→ **Text passage**:
Critical Bug Fix (crash, LOGICAL_ERROR, data loss, RBAC)

  • Fix a permission error where a user in a specific situation can escalate their privileges on the default database without necessary grants. #64769 (pufit).
  • Fix crash with UniqInjectiveFunctionsEliminationPass and uniqCombined. #65188 (Raúl Marín).
  • Fix a bug in ClickHouse Keeper that causes digest mismatch during closing session. #65198 (Aleksei Filatov).
  • Forbid QUALIFY clause in the old analyzer. The old analyzer ignored QUALIFY, so it could lead to unexpected data removal in mutations. #65356 (Dmitry Novik).
  • Use correct memory alignment for Distinct combinator. Previously, crash could happen because of invalid memory allocation when the combinator was used. #65379 (Antonio Andelic).
  • Backported in #65846: Check cyclic dependencies on CREATE/REPLACE/RENAME/EXCHANGE queries and throw an exception if there is a cyclic dependency. Previously such cyclic dependencies could lead to a deadlock during server startup. Closes #65355. Also fix some bugs in dependencies creation. #65405 (Kruglov Pavel).
  • Backported in #65714: Fix crash in maxIntersections. #65689 (Raúl Marín).

Bug Fix (user-visible misbehavior in an official stable release)

  • Fix making backup when multiple shards are used. This PR fixes #56566. #57684 (Vitaly Baranov).
  • Fix passing projections/indexes from CREATE query into inner table of MV. #59183 (Azat Khuzhin).
  • Fix boundRatio incorrect merge. #60532 (Tao Wang).
  • Fix crash when using some functions with low-cardinality columns. #61966 (Michael Kolupaev).
  • Fixed 'set' skip index not working with IN and indexHint(). #62083 (Michael Kolupaev).
  • Fix queries with FINAL give wrong result when table does not use adaptive granularity. #62432 (Duc Canh Le).

→ **Given entries**:
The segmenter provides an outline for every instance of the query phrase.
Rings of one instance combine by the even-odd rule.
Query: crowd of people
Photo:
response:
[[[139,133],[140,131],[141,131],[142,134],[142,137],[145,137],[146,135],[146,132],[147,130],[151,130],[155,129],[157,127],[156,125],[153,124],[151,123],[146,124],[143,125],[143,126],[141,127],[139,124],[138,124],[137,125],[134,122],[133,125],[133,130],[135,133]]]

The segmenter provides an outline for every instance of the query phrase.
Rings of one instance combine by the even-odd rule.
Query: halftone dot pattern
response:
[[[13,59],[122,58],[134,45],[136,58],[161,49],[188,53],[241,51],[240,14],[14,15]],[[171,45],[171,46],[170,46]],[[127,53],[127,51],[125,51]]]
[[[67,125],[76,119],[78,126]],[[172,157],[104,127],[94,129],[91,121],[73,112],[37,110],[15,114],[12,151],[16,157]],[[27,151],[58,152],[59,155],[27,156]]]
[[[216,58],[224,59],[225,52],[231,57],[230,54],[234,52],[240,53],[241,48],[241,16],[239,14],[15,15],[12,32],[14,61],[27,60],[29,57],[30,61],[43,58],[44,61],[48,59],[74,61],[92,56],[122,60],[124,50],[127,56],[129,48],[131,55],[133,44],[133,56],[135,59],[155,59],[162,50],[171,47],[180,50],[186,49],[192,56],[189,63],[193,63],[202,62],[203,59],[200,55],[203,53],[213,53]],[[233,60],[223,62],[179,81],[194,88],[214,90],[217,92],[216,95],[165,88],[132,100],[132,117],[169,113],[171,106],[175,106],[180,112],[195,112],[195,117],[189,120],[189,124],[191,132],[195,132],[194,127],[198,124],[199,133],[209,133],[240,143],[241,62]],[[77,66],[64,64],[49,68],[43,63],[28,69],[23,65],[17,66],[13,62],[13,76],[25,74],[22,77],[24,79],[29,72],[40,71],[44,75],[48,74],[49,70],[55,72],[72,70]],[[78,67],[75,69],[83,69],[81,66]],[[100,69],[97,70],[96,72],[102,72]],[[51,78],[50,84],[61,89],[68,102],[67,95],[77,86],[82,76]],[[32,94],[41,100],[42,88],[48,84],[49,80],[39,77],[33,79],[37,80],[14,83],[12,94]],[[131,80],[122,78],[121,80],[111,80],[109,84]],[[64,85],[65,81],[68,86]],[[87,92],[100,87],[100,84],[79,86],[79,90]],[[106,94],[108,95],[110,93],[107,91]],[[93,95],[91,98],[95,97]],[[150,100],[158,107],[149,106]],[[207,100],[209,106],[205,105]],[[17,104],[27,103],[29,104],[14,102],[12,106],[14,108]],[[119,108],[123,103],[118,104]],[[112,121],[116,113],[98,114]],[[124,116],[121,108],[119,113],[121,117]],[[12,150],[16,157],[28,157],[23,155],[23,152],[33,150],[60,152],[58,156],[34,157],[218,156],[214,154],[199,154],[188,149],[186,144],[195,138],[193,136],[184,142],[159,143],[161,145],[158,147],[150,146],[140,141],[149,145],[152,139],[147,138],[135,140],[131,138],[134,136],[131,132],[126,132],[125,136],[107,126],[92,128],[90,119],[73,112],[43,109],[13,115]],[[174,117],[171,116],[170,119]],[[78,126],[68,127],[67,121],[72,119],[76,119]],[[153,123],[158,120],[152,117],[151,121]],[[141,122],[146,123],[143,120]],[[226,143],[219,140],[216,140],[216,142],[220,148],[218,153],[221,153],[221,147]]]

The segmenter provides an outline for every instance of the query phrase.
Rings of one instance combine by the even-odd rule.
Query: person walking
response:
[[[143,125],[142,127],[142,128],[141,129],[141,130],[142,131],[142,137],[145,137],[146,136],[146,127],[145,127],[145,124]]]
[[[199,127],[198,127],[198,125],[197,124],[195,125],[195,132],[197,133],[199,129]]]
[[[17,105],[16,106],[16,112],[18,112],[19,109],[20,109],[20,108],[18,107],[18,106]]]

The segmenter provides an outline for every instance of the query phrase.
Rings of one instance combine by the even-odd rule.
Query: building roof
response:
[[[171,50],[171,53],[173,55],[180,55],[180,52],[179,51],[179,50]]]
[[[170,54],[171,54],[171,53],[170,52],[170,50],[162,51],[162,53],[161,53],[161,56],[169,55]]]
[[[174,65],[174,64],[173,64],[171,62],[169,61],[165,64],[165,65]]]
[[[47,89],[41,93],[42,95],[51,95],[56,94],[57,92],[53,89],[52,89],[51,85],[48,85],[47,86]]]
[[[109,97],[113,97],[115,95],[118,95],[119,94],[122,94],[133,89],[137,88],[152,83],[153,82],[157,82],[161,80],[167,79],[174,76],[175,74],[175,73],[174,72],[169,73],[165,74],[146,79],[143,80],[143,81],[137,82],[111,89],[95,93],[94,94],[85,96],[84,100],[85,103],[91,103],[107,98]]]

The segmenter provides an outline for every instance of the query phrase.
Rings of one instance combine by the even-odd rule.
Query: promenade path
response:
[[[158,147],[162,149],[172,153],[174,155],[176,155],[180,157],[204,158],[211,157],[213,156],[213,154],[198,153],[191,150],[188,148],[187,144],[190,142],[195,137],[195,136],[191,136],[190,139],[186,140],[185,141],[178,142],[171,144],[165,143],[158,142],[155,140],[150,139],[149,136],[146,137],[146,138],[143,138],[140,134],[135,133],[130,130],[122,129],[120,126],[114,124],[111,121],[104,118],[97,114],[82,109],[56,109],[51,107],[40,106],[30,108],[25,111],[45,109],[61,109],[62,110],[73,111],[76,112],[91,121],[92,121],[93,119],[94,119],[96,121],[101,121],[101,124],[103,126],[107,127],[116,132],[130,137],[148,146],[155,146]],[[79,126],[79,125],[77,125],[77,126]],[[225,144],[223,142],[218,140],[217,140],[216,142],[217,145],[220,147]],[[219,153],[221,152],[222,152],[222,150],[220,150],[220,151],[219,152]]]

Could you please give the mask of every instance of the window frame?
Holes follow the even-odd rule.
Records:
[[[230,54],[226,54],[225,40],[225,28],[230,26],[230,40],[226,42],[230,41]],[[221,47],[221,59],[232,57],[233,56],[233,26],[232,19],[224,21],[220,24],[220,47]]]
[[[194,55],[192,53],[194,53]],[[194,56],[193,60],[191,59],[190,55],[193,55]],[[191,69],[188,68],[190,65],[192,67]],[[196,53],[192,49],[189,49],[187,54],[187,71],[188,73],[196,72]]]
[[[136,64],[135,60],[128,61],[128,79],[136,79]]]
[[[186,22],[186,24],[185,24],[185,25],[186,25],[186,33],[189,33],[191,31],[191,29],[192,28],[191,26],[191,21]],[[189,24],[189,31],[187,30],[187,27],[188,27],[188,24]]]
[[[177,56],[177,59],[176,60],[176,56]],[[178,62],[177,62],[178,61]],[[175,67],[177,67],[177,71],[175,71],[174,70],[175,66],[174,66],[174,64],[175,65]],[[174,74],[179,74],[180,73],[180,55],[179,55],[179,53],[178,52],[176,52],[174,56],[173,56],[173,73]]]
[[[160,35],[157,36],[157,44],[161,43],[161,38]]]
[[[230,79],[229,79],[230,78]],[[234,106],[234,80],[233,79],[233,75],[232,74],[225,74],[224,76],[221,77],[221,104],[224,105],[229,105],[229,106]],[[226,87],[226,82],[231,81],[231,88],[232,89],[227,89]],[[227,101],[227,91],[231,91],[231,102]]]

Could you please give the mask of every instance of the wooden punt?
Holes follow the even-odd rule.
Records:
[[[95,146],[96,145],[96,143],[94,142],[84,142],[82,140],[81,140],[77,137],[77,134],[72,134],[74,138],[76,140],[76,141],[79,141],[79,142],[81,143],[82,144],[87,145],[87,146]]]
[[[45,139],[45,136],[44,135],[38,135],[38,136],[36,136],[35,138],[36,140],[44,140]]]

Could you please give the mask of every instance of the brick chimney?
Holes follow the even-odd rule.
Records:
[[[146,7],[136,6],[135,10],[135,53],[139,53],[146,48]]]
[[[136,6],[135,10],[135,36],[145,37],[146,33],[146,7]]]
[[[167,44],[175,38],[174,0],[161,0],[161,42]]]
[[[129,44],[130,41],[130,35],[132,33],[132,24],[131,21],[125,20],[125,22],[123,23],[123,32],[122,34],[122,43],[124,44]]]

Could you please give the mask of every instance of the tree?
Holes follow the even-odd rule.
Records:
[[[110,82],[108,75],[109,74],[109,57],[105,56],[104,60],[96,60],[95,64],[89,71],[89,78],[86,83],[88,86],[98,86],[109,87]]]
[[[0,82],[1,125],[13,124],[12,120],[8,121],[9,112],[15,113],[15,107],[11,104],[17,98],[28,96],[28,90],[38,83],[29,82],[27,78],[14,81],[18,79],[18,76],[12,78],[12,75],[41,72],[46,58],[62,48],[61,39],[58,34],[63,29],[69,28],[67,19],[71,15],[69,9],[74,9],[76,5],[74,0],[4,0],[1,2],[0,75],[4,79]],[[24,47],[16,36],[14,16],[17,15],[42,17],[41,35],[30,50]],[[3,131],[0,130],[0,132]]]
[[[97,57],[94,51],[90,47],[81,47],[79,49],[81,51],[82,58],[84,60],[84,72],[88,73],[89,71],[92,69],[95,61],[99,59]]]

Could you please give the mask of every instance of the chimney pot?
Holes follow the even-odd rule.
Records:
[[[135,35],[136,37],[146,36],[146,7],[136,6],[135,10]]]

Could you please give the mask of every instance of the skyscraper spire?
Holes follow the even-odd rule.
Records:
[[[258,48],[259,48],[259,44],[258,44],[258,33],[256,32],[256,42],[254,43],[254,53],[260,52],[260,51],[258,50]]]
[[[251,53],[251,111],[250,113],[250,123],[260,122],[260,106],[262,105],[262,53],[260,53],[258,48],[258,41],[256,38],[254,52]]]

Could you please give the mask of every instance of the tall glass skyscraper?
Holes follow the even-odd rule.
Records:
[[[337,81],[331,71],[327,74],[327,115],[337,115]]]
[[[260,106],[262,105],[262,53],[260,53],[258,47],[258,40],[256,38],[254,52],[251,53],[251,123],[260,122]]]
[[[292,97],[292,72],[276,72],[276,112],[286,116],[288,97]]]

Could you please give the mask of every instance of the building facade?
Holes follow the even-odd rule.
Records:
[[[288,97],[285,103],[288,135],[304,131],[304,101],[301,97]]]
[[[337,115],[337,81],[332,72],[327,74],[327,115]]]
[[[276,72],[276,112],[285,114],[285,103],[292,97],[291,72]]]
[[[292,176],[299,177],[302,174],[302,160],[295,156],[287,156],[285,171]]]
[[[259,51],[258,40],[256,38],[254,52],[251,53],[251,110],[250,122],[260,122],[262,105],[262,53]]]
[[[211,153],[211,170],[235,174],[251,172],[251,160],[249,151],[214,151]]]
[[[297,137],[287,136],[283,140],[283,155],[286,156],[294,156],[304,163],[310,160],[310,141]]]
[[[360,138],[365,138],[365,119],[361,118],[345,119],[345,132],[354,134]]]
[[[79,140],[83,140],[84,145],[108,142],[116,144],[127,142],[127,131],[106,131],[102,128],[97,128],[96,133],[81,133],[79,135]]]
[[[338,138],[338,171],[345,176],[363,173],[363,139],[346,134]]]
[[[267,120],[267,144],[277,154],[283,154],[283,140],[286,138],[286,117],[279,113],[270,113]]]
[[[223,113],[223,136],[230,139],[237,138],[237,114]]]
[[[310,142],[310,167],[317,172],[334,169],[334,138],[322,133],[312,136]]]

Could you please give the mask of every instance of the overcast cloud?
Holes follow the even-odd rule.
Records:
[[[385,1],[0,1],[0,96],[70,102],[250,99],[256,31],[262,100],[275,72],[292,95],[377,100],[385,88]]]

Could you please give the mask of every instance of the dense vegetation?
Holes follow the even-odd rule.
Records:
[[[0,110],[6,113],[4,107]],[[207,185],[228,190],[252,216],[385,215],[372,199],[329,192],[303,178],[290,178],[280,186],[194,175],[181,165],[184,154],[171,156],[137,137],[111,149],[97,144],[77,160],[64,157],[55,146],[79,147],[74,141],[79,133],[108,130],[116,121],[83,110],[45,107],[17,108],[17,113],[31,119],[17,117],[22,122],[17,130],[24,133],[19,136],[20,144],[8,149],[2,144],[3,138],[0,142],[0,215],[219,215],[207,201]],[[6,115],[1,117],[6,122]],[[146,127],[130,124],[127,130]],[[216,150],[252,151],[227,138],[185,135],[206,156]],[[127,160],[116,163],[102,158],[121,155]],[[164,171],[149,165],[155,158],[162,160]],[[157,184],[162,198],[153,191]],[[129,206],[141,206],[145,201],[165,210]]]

→ **Given instruction A**:
Repeat the ClickHouse changelog from "Critical Bug Fix" up to and including "#65379 (Antonio Andelic).", swapping "QUALIFY" for "WINDOW".
→ **Given instruction B**:
For each statement, say yes or no depending on whether it agrees with the ClickHouse changelog, and quote the words that decide it: (i) the permission fix in #64769 is credited to pufit; (ii) the old analyzer ignored the QUALIFY clause; (iii) the crash fix in maxIntersections was backported in #65846.
→ **Given instruction C**:
Continue the ClickHouse changelog from where it stops.
The entries have no connection to the ClickHouse changelog.

→ **Written reply A**:
Critical Bug Fix (crash, LOGICAL_ERROR, data loss, RBAC)

  • Fix a permission error where a user in a specific situation can escalate their privileges on the default database without necessary grants. #64769 (pufit).
  • Fix crash with UniqInjectiveFunctionsEliminationPass and uniqCombined. #65188 (Raúl Marín).
  • Fix a bug in ClickHouse Keeper that causes digest mismatch during closing session. #65198 (Aleksei Filatov).
  • Forbid WINDOW clause in the old analyzer. The old analyzer ignored WINDOW, so it could lead to unexpected data removal in mutations. #65356 (Dmitry Novik).
  • Use correct memory alignment for Distinct combinator. Previously, crash could happen because of invalid memory allocation when the combinator was used. #65379 (Antonio Andelic).

→ **Written reply B**:
(i) Yes: "#64769 (pufit)".
(ii) Yes: "The old analyzer ignored QUALIFY".
(iii) No: "Backported in #65714: Fix crash in maxIntersections."

→ **Written reply C**:
  • Improve the detection of cgroups v2 memory controller in unusual locations. This fixes a warning that the cgroup memory observer was disabled because no cgroups v1 or v2 current memory file could be found. #62903 (Robert Schulze).
  • Fix subsequent use of external tables in client. #62964 (Azat Khuzhin).
  • Fix crash with untuple and unresolved lambda. #63131 (Raúl Marín).
  • Fix bug which could lead to server to accept connections before server is actually loaded. #63181 (alesapin).
  • Fix intersect parts when restart after drop range. #63202 (Han Fei).
  • Fix a misbehavior when SQL security defaults don't load for old tables during server startup. #63209 (pufit).
  • JOIN filter push down filled join fix. Closes #63228. #63234 (Maksim Kita).
  • Fix infinite loop while listing objects in Azure blob storage. #63257 (Julia Kartseva).
  • CROSS join can be executed with any value join_algorithm setting, close #62431. #63273 (vdimir).
  • Fixed a potential crash caused by a no space left error when temporary data in the cache is used. #63346 (vdimir).
  • Fix bug which could potentially lead to rare LOGICAL_ERROR during SELECT query with message: Unexpected return type from materialize. Expected type_XXX. Got type_YYY. Introduced in #59379. #63353 (alesapin).
  • Fix X-ClickHouse-Timezone header returning wrong timezone when using session_timezone as query level setting. #63377 (Andrey Zvonov).
  • Fix debug assert when using grouping WITH ROLLUP and LowCardinality types. #63398 (Raúl Marín).
  • Fix logical errors in queries with GROUPING SETS and WHERE and group_by_use_nulls = true, close #60538. #63405 (vdimir).
  • Fix backup of projection part in case projection was removed from table metadata, but part still has projection. #63426 (Kseniia Sumarokova).
  • Fix 'Every derived table must have its own alias' error for MYSQL dictionary source, close #63341. #63481 (vdimir).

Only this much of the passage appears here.